INFORMATION SHOWN:
━━━━━━━━━━━━━━━━━━━━━━━━━━━━━━

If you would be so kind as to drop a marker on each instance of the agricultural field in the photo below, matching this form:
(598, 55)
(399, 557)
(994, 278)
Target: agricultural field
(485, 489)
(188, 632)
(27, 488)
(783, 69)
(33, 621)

━━━━━━━━━━━━━━━━━━━━━━━━━━━━━━

WORK TO BE COMPLETED:
Copy the data above line for line, with no changes at all.

TASK ANSWER:
If you would be so kind as to drop a marker on each instance of the agricultural field in the photo below, matching this form:
(598, 55)
(399, 557)
(994, 278)
Target: agricultural field
(485, 489)
(188, 632)
(27, 488)
(783, 69)
(33, 621)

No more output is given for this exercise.